* [Prompt]
Search the data below, and report every line in which "rough" occurs.

::: Working data

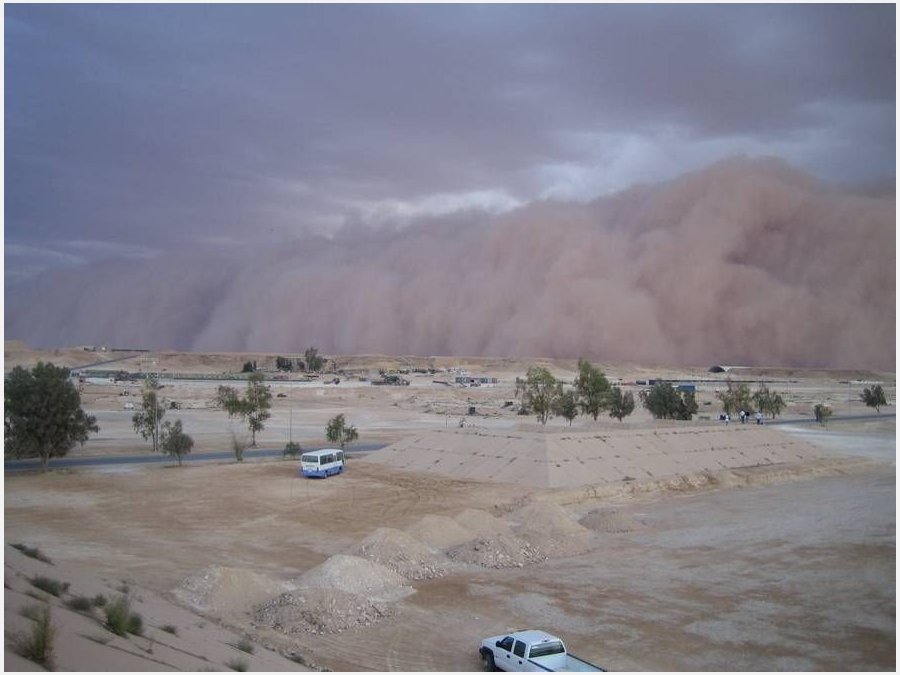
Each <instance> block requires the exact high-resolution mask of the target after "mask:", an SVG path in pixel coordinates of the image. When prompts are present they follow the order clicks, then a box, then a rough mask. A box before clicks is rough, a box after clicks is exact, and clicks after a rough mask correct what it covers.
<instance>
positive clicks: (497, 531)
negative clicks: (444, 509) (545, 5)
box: [453, 509, 512, 537]
mask: <svg viewBox="0 0 900 675" xmlns="http://www.w3.org/2000/svg"><path fill="white" fill-rule="evenodd" d="M453 519H454V520H455V521H456V522H457V523H459V524H460V525H461V526H462V527H464V528H465V529H467V530H468V531H469V532H471V533H472V534H473V535H474V536H481V537H492V536H494V535H498V534H512V530H510V529H509V525H508V524H507V522H506V521H505V520H502V519H500V518H495V517H494V516H492V515H491V514H490V513H488V512H487V511H480V510H478V509H464V510H463V511H460V512H459V513H457V514H456V515H455V516H454V517H453Z"/></svg>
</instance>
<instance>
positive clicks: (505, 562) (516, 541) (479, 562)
mask: <svg viewBox="0 0 900 675" xmlns="http://www.w3.org/2000/svg"><path fill="white" fill-rule="evenodd" d="M447 556H448V557H449V558H450V559H451V560H455V561H457V562H460V563H467V564H469V565H479V566H480V567H491V568H497V569H499V568H501V567H524V566H525V565H530V564H532V563H538V562H543V561H544V560H546V559H547V556H546V554H545V553H544V552H542V551H541V550H539V549H537V548H536V547H534V546H532V545H531V544H530V543H529V542H527V541H525V540H524V539H520V538H519V537H516V536H514V535H512V534H494V535H490V536H480V537H477V538H476V539H473V540H472V541H468V542H466V543H464V544H459V545H457V546H453V547H451V548H450V549H448V550H447Z"/></svg>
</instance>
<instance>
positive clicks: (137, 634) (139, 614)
mask: <svg viewBox="0 0 900 675" xmlns="http://www.w3.org/2000/svg"><path fill="white" fill-rule="evenodd" d="M126 630H127V631H128V632H129V633H131V634H132V635H143V634H144V617H142V616H141V615H140V614H138V613H137V612H132V613H131V614H129V615H128V626H127V628H126Z"/></svg>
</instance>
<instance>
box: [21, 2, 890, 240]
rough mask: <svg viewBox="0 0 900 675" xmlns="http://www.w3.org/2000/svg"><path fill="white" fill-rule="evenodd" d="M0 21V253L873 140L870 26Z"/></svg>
mask: <svg viewBox="0 0 900 675" xmlns="http://www.w3.org/2000/svg"><path fill="white" fill-rule="evenodd" d="M5 16H6V29H5V33H6V64H7V65H6V99H7V113H6V114H7V121H6V144H7V147H6V153H7V156H6V168H7V172H6V181H7V184H6V186H7V214H6V215H7V219H6V222H7V238H8V239H14V240H17V239H26V238H27V239H30V240H33V241H35V242H40V241H41V240H46V239H50V238H56V239H68V238H80V239H104V238H120V239H123V240H126V241H127V242H129V243H140V244H146V243H148V242H149V241H154V242H157V241H160V240H162V241H165V242H171V241H174V240H183V239H184V238H185V237H186V236H222V235H224V234H228V235H230V236H247V234H248V232H247V229H248V228H249V229H251V230H260V229H261V230H265V229H266V228H275V229H277V230H278V232H279V233H282V232H284V231H285V230H287V231H288V232H289V233H290V232H296V231H297V230H302V229H303V228H304V227H309V226H311V225H315V224H316V223H317V222H320V221H321V222H325V223H333V222H338V221H339V219H340V218H342V217H346V216H348V215H350V214H352V213H353V209H352V208H350V205H354V204H356V205H358V204H359V203H360V202H364V203H368V202H377V201H378V200H391V199H394V200H396V199H400V200H415V199H422V198H425V197H427V196H428V195H431V194H435V193H441V194H457V193H465V192H467V191H478V190H495V191H498V192H503V193H506V194H508V195H509V196H511V197H514V198H515V199H518V200H529V199H533V198H535V197H537V196H540V195H541V194H542V191H544V190H546V189H547V188H548V187H550V186H548V184H547V179H546V174H545V173H542V168H543V167H545V166H553V165H559V164H563V163H572V164H573V165H574V166H575V168H576V169H583V170H586V171H592V172H593V171H603V170H604V169H611V170H615V168H616V166H615V160H616V158H617V157H618V156H619V155H620V154H621V153H622V152H624V150H623V146H625V145H628V143H629V142H630V143H631V145H630V146H629V147H633V146H634V143H635V139H638V142H639V143H644V144H646V145H647V149H646V150H645V152H649V151H650V148H656V149H657V151H658V152H665V151H666V148H667V147H668V145H669V144H672V143H673V141H672V135H673V130H675V131H674V134H675V136H677V142H675V143H674V145H675V147H674V148H673V152H674V153H676V154H678V153H684V154H690V153H686V152H685V151H684V150H683V146H687V145H689V144H692V143H695V142H697V141H709V140H714V139H726V140H727V142H726V143H724V147H721V148H719V149H718V153H719V155H718V156H712V157H707V156H703V157H684V158H683V159H679V158H677V157H676V159H675V161H674V165H673V167H672V168H673V170H684V169H690V168H696V166H698V165H699V163H701V162H705V161H708V160H713V159H718V158H720V156H721V154H722V153H728V152H730V153H734V152H740V151H750V152H757V151H768V152H769V154H779V152H778V150H779V149H780V145H783V147H784V150H785V153H783V154H787V155H789V157H788V159H794V158H796V159H798V160H799V161H800V163H801V164H804V163H808V164H807V168H810V169H812V170H813V171H814V172H815V170H816V169H817V168H818V167H817V166H815V165H813V162H815V161H818V160H821V159H822V158H821V157H817V156H815V153H814V152H813V151H811V150H810V149H807V148H804V147H797V145H798V144H799V145H801V146H802V142H801V141H797V138H796V137H797V136H798V135H802V134H807V135H809V134H819V135H820V136H824V138H821V139H818V140H819V141H820V142H824V143H826V144H827V143H832V144H834V145H835V147H840V146H841V144H845V143H851V142H853V140H854V139H852V138H841V137H840V135H841V134H846V133H849V132H850V131H852V130H854V129H855V126H856V125H855V124H854V120H857V119H861V118H862V119H864V118H873V117H874V118H875V122H876V124H875V127H876V129H878V130H879V132H882V134H883V133H887V132H890V131H892V129H893V124H894V105H893V101H894V73H893V63H894V20H893V16H894V8H893V7H892V6H885V5H881V6H862V7H858V6H816V5H812V6H809V5H807V6H770V5H762V6H724V7H721V6H702V7H698V6H672V5H668V6H666V5H663V6H656V5H645V6H584V5H581V6H562V7H558V6H541V5H537V6H478V5H475V6H346V5H333V6H317V5H305V6H283V5H281V6H241V5H238V6H233V5H219V6H196V5H195V6H178V5H140V6H134V5H132V6H103V5H95V6H56V5H50V6H15V5H11V6H9V5H8V6H7V7H6V10H5ZM869 121H871V120H869ZM866 128H870V125H869V124H867V125H866ZM573 134H574V137H573ZM585 134H587V135H589V136H591V137H593V138H594V139H595V141H594V142H593V143H590V144H587V145H584V144H582V143H581V142H580V140H579V139H581V138H583V136H584V135H585ZM626 137H627V138H626ZM573 138H574V139H575V140H574V141H573ZM667 139H668V140H667ZM863 143H864V148H863V150H864V151H865V153H866V156H865V157H864V158H862V159H859V160H857V161H855V162H851V163H850V166H849V167H848V169H847V170H845V171H842V170H841V165H839V163H837V162H834V161H832V162H831V163H830V165H829V172H828V175H826V176H824V177H825V178H829V179H837V180H847V181H853V180H857V179H858V180H869V179H873V178H879V177H883V176H885V175H889V174H890V173H891V172H892V170H893V142H892V140H891V139H887V138H884V137H883V135H882V136H878V137H877V138H874V139H870V138H863ZM679 144H680V145H681V147H678V146H679ZM804 153H805V154H804ZM712 154H716V153H712ZM850 171H852V172H853V173H850ZM637 173H638V174H639V173H640V172H637ZM820 173H821V172H820ZM658 177H659V176H653V175H651V176H649V178H650V179H656V178H658ZM666 177H668V176H666ZM641 178H642V176H641V175H628V173H627V172H626V173H625V174H624V175H623V176H622V178H621V180H619V181H617V180H615V178H614V177H610V178H608V179H607V180H606V181H604V182H603V187H606V188H613V187H614V188H621V187H626V186H627V182H629V181H631V180H639V179H641ZM623 183H624V184H623ZM576 196H578V197H582V198H584V197H591V196H595V195H591V194H588V195H584V194H577V195H576ZM75 233H78V236H77V237H76V236H74V235H75Z"/></svg>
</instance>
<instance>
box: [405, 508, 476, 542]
mask: <svg viewBox="0 0 900 675" xmlns="http://www.w3.org/2000/svg"><path fill="white" fill-rule="evenodd" d="M407 532H409V533H410V534H411V535H412V536H414V537H416V538H417V539H419V540H421V541H422V542H424V543H425V544H427V545H429V546H431V547H433V548H435V549H438V550H441V551H445V550H447V549H448V548H451V547H453V546H457V545H459V544H462V543H464V542H467V541H469V540H471V539H473V538H474V537H475V533H473V532H472V531H471V530H470V529H468V528H467V527H463V526H462V525H460V524H459V523H458V522H457V521H455V520H453V518H448V517H447V516H435V515H431V514H429V515H427V516H425V517H423V518H422V520H420V521H419V522H418V523H416V524H415V525H413V526H411V527H409V528H408V529H407Z"/></svg>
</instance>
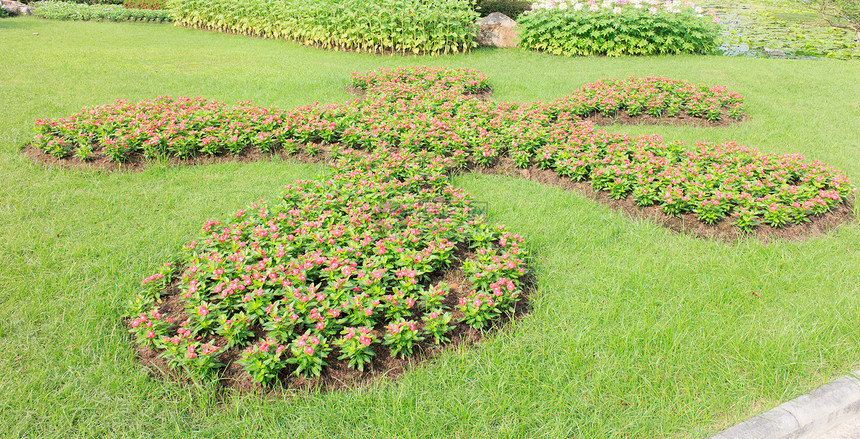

::::::

* [Result for this exercise]
Each <instance> block requires the exact high-resolution mask of the target after "mask:", an SVG path in pixel coordinates of the image. When prompts are present they follow the order clicks, then a box, then a rough mask. A box before clicks is rough, a box after clicks is exact, and clicks after a rough mask correct what it covers.
rough mask: <svg viewBox="0 0 900 675" xmlns="http://www.w3.org/2000/svg"><path fill="white" fill-rule="evenodd" d="M0 21V253L873 140L870 26Z"/></svg>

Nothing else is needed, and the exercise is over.